§ **Your goal**
Go through the records underneath and write each one out again exactly.

● ● ● ●

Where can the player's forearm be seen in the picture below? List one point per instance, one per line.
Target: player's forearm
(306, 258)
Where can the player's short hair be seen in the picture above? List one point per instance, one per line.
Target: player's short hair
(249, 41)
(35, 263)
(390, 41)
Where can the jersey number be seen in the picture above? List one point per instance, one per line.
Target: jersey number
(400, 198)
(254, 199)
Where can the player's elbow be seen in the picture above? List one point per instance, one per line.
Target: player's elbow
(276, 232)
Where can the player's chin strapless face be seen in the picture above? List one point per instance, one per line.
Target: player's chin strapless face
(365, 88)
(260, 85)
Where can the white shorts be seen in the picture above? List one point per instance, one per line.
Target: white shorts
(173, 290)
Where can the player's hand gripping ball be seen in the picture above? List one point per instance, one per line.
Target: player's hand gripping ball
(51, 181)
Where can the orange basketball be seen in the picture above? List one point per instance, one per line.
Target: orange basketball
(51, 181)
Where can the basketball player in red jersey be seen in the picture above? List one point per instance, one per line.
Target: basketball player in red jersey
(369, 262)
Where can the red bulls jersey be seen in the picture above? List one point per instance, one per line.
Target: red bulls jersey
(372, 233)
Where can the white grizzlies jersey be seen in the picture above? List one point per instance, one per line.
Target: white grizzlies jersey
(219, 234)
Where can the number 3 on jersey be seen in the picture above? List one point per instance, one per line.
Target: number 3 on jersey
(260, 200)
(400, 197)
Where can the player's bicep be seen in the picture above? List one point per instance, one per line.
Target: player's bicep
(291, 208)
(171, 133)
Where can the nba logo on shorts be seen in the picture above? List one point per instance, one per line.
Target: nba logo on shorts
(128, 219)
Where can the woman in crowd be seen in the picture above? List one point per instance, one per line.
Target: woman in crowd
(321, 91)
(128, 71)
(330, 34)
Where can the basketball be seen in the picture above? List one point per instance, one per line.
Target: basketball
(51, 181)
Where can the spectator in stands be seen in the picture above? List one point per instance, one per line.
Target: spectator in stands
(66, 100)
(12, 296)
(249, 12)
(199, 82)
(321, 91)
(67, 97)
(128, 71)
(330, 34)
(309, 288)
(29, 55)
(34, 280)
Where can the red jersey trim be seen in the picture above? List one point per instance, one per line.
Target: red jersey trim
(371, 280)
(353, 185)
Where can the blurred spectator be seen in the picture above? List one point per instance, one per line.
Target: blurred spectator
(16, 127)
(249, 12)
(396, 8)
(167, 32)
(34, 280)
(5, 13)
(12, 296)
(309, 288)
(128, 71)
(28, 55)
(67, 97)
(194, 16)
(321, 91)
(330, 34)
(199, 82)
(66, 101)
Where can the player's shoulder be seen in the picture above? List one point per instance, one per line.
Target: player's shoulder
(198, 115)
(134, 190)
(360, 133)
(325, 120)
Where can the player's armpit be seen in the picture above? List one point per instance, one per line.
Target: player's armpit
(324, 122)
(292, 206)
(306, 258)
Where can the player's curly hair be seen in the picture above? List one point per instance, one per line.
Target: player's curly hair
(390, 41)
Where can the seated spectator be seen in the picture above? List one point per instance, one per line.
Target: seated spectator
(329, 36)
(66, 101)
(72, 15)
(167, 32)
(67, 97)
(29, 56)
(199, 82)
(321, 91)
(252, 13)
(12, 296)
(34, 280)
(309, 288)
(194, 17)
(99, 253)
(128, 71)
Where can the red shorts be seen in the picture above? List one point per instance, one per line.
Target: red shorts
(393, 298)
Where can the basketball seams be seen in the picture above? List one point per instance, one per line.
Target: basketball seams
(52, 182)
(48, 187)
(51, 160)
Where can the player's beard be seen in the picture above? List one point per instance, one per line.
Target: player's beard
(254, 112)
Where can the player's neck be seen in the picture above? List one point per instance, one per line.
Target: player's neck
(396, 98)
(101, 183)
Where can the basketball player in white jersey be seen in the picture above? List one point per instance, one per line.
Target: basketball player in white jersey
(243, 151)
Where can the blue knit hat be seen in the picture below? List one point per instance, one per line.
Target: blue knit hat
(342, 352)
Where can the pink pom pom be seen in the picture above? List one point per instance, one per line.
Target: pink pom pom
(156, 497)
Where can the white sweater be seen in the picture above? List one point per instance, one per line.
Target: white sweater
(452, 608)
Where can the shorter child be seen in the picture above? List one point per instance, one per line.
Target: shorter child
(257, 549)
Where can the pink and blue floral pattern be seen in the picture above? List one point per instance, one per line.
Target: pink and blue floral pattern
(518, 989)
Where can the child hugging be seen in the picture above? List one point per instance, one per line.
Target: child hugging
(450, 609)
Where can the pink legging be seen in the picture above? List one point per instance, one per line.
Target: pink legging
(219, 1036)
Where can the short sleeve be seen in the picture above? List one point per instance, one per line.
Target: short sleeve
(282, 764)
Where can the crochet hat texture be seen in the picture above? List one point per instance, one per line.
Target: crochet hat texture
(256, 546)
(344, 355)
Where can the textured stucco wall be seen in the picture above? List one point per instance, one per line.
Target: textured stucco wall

● ● ● ●

§ **Task result**
Where can the player's forearm be seen in the picture below? List one point per instance, one per line.
Target: player's forearm
(306, 258)
Where can the player's short hair be seen in the picture above? List one point per instance, one per line.
Target: player's short hair
(249, 41)
(35, 263)
(390, 41)
Where can the jersey number be seen in the picture above? List one point per instance, one per line.
Target: jersey number
(400, 198)
(254, 199)
Where can the player's elbow be seen in the picture above? List one point per instance, one per line.
Target: player's elbow
(276, 232)
Where can the player's chin strapless face be seen in the picture above? List one point per instance, one per line.
Target: player's chin strapless face
(365, 88)
(260, 85)
Where can the white shorts be seen in the picture above? List one point per instance, one per line.
Target: white shorts
(173, 290)
Where can the player's hand gripping ball be seen in the picture above? List one point per instance, one per line.
Target: player's hand gripping ball
(51, 181)
Where can the orange basketball be seen in the picture above? List one point per instance, one per line.
Target: orange basketball
(51, 181)
Where can the basketball player in red jersey be seen in the picture above? List one point per instance, one per line.
Target: basketball player in red jersey
(369, 262)
Where can the red bulls jersey be seen in the picture above? List one point per instance, one per line.
Target: red bulls jersey
(372, 233)
Where can the white grizzlies jersey be seen in the picture above? List one point per instance, one per line.
Target: white grizzlies jersey
(219, 234)
Where can the number 3 on jersey be seen in the picture above? List one point per instance, one per line.
Target: number 3 on jersey
(260, 200)
(400, 197)
Where can the player's bicep be seen in the picture above? List one point per instance, one per line.
Target: player's bicep
(291, 208)
(171, 133)
Where can the nba logo on shorts be seen in the picture above? List one point per instance, one per line.
Target: nba logo on shorts
(128, 219)
Where can the woman in crowd be seen in the picture above? List one point per instance, one per line.
Target: woman in crowd
(321, 91)
(128, 71)
(330, 34)
Where can the basketball be seen in the picture above? List one point per instance, one per line.
Target: basketball
(51, 181)
Where can the spectator in stands be seen in the picture above? List one point per instance, one per line.
Target: spectator in stands
(66, 100)
(12, 296)
(249, 12)
(199, 82)
(321, 91)
(67, 97)
(128, 71)
(330, 34)
(309, 288)
(29, 55)
(34, 280)
Where can the red jersey trim be seen in the picture above? List one point per instance, one per line.
Target: red jersey trim
(371, 280)
(353, 185)
Where can the blurred spectator be seen in the picture above? List one point per instance, one per line.
Target: blurred spectator
(16, 127)
(249, 12)
(396, 8)
(167, 32)
(34, 280)
(5, 13)
(12, 296)
(309, 288)
(128, 71)
(28, 55)
(67, 97)
(194, 16)
(321, 91)
(330, 34)
(199, 82)
(66, 101)
Where can the player's shoulder be seen in the picture above? List one point per instance, one per line.
Target: player's shoulder
(198, 115)
(134, 190)
(360, 133)
(325, 120)
Where can the player's armpit be seen in the picture above? List one point per instance, one per line.
Target: player's armpit
(324, 122)
(292, 206)
(306, 258)
Where can the player's curly hair be seen in the picture above? List one point per instance, one per line.
Target: player's curly hair
(390, 41)
Where can the seated spectator be seen in the picture above? List one point per instance, one per line.
Target: seated spectator
(329, 36)
(66, 101)
(72, 15)
(167, 32)
(67, 97)
(29, 56)
(199, 82)
(321, 91)
(252, 13)
(12, 296)
(34, 280)
(309, 288)
(194, 17)
(99, 253)
(128, 71)
Where can the red shorts be seen in the picture above? List one point per instance, one per line.
Target: red shorts
(393, 298)
Where can the basketball seams be seen in the picture above? List one point per instance, one per line.
Target: basketball seams
(52, 182)
(48, 187)
(51, 160)
Where can the player's beard be seen in the picture above? List one point per instance, one per line.
Target: player's beard
(254, 112)
Where can the player's neck be seen in the picture above? List one point per instance, one per line.
Target: player's neck
(396, 98)
(101, 183)
Where can the basketball player in white jersey be seen in the picture above? List one point per instance, one per line.
Target: basketball player in white jersey
(243, 151)
Where can the blue knit hat be seen in the picture below? List one point per instance, one per line.
Target: blue knit hat
(342, 352)
Where can the pink pom pom be seen in the picture above? List one point per instance, one per line.
Target: pink pom pom
(156, 497)
Where can the white sweater be seen in the picture above? List one point per instance, one per line.
Target: white sweater
(452, 608)
Where can the shorter child be seen in the picture above? List one point per instance, one per line.
Target: shorter child
(257, 549)
Where can the pink and blue floral pattern be seen in the picture above? List one point per instance, one per line.
Target: pink and blue floral pattern
(518, 989)
Where can the child hugging be seen in the picture above? List one point per instance, one per line.
Target: child hugging
(450, 609)
Where can the pink legging be seen in the picture above? List one point per instance, one per line.
Target: pink legging
(219, 1036)
Where can the short sleeve be seen in the picture above? List one point per instance, one per line.
Target: short sleeve
(282, 764)
Where can the crochet hat texture be seen in the picture above? List one point per instance, one per line.
Target: crochet hat texture
(256, 546)
(344, 355)
Where can the textured stucco wall be seen in the picture above? List one point per instance, one per line.
Target: textured stucco wall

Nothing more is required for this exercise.